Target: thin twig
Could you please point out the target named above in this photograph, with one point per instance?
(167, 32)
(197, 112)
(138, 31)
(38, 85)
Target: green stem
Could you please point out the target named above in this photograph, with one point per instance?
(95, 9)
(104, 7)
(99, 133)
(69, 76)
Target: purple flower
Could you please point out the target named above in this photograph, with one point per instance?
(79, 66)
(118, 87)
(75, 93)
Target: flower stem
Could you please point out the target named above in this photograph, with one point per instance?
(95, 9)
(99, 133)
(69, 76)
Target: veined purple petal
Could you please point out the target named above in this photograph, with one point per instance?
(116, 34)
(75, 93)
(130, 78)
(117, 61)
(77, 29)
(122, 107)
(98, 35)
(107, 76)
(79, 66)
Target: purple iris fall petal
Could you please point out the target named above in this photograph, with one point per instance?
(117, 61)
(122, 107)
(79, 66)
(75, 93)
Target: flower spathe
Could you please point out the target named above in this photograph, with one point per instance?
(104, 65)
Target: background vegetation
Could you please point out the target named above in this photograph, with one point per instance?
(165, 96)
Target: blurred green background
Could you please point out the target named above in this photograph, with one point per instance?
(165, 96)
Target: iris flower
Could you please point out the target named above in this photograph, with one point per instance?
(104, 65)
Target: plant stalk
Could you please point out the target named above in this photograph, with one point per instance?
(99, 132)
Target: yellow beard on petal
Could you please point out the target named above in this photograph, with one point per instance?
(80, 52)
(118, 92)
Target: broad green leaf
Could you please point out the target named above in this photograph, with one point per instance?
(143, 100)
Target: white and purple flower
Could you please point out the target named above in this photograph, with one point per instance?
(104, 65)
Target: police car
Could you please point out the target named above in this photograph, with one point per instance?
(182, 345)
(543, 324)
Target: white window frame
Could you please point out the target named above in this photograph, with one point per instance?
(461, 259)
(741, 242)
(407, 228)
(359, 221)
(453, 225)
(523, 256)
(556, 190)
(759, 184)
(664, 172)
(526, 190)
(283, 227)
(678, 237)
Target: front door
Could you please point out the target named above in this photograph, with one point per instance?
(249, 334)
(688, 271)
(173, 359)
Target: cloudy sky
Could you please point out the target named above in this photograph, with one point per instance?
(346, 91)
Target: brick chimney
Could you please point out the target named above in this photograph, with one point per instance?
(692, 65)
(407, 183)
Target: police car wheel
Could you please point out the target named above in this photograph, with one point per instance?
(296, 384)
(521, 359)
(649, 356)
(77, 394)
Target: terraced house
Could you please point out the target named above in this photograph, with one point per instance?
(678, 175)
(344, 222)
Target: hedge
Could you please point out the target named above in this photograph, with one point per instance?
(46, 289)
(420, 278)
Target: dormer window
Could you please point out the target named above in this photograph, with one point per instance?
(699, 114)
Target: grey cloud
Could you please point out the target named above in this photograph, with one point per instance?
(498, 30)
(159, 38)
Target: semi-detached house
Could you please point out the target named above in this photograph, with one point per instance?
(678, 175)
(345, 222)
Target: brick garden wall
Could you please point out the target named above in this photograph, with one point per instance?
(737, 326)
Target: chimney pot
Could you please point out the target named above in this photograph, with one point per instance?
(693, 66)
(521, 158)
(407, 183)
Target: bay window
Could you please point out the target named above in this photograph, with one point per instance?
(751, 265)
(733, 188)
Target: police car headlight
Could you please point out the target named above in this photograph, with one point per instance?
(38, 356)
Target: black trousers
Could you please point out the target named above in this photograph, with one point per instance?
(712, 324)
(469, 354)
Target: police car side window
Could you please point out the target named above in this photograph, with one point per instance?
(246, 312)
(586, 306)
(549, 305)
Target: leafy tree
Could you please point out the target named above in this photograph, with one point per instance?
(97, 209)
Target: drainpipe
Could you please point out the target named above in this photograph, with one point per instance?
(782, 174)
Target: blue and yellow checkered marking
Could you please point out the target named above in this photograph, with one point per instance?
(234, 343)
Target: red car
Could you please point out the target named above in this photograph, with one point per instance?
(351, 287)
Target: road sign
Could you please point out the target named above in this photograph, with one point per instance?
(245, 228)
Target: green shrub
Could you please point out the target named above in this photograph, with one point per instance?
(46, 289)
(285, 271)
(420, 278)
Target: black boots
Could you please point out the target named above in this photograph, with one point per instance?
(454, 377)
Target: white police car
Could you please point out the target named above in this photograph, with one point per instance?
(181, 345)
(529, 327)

» **WHAT NEEDS TO BE DONE**: Copy out all of the lines above, word for word, with nothing changed.

» **THE OUTPUT**:
Target: thin twig
Could you please point out the target named above in this photograph, with one point per instance?
(167, 32)
(197, 112)
(138, 31)
(38, 85)
Target: green stem
Could you please point out the target named above in this photograph, with one point per instance?
(95, 9)
(104, 7)
(99, 133)
(69, 76)
Target: purple flower
Could you please point out the target named above in this photograph, with one point per instance?
(79, 66)
(118, 87)
(75, 93)
Target: flower stem
Could you please point out the target named above in this photograph, with one point per instance?
(95, 9)
(99, 133)
(69, 76)
Target: veined purple petal
Could you please point out the target named above in this photograph, with one point per instance?
(116, 34)
(75, 93)
(130, 78)
(117, 61)
(77, 29)
(122, 107)
(98, 35)
(107, 76)
(79, 66)
Target: purple iris fall petal
Could you please point out the target named above in this photograph, with one point per instance?
(117, 61)
(122, 107)
(79, 66)
(75, 93)
Target: flower spathe
Could you please point out the target named above in this photograph, with one point per instance?
(104, 65)
Target: background vegetation
Could you please point out the target named above in this photograph, with one point per instance?
(165, 96)
Target: blurred green background
Could you please point out the target named above in this photograph, with one point per instance?
(165, 96)
Target: iris flower
Could you please point out the target named above in this photograph, with one point per instance?
(104, 65)
Target: plant stalk
Could you please point out the target named above in this photograph, with one point per instance?
(99, 132)
Target: yellow beard on petal
Could you please point out the target named above in this photograph, with one point per instance?
(80, 52)
(118, 92)
Target: broad green leaf
Could you please point out the target named above in this photograph, with one point per instance?
(143, 100)
Target: white and purple flower
Could you please point out the target named above in this photograph, with one point per instance?
(104, 65)
Target: police car
Could you please point out the target named above in this photograph, with one point per instance?
(182, 345)
(543, 324)
Target: white window frame
Could you please point out the target named above in this photograph, with one point per instance?
(461, 259)
(741, 242)
(407, 228)
(359, 221)
(453, 225)
(523, 256)
(556, 190)
(759, 184)
(664, 172)
(526, 190)
(283, 227)
(678, 237)
Target: front door
Could you please point out the target named above in this photograph, with one point per instance?
(249, 334)
(688, 271)
(173, 359)
Target: cloudy sky
Could you please point out the target named above in this photograph, with one point per instance?
(346, 91)
Target: brick chimney
Could you please point out the target named above in this photograph, with one point per instance?
(692, 65)
(407, 183)
Target: police car wheel
Could you please point out the target named above in this photograph, with one point per instance?
(296, 384)
(521, 359)
(649, 356)
(77, 394)
Target: terraced house
Could you please point out the target named above in this photograph, with one point per instance?
(678, 175)
(344, 222)
Target: hedge
Could you please point out the target named above in this photograph, with one point per instance?
(46, 289)
(420, 278)
Target: dormer window
Could you please point out the target named above in this photograph, with one point per instance?
(699, 114)
Target: grey cloud
Could you please point out the target named above in this photograph, with one point per instance?
(498, 30)
(159, 38)
Target: semi-detached house
Could you please point out the target named above in this photograph, with one point per instance?
(678, 175)
(345, 222)
Target: brick garden wall
Could you please point out the target named above in this photograph, with one point per instance?
(737, 326)
Target: chimney pot
Could you please point out the target named above in this photograph, with one point per instance?
(693, 66)
(521, 158)
(407, 183)
Target: bay window
Could you please point out the target named above in this photograph, with one point per instance?
(751, 265)
(733, 188)
Target: police car headlight
Could you please point out the target named above in this photograph, with one point per instance?
(38, 356)
Target: black trousers
Could you please point out the target named above in this photograph, with one point per instance?
(712, 324)
(469, 354)
Target: police car side window
Could you please point out the target named above in this photograph, with one point per instance?
(246, 312)
(586, 306)
(549, 305)
Target: leafy tree
Could you please point out the target named above in this photograph, with one point per instance?
(97, 209)
Target: drainpipe
Could you please point out the target named above in this photograph, with one point per instance?
(782, 174)
Target: blue and yellow checkered marking
Could you please point out the target named above in this photograph, with one point per instance?
(234, 343)
Target: red car
Could you please point out the target named above in this photograph, with one point per instance?
(351, 287)
Target: road sign
Could you please point out the target named above in this photograph, with one point per instance?
(245, 228)
Target: green shrub
Could you please point out the target named above in this photograph, with one point per instance?
(46, 289)
(285, 271)
(420, 278)
Target: black boots
Could you please point out the target named above in this photograph, with one point per instance?
(454, 377)
Target: white police car
Could you please point out the target named above in this photograph, with one point per instance?
(181, 345)
(529, 327)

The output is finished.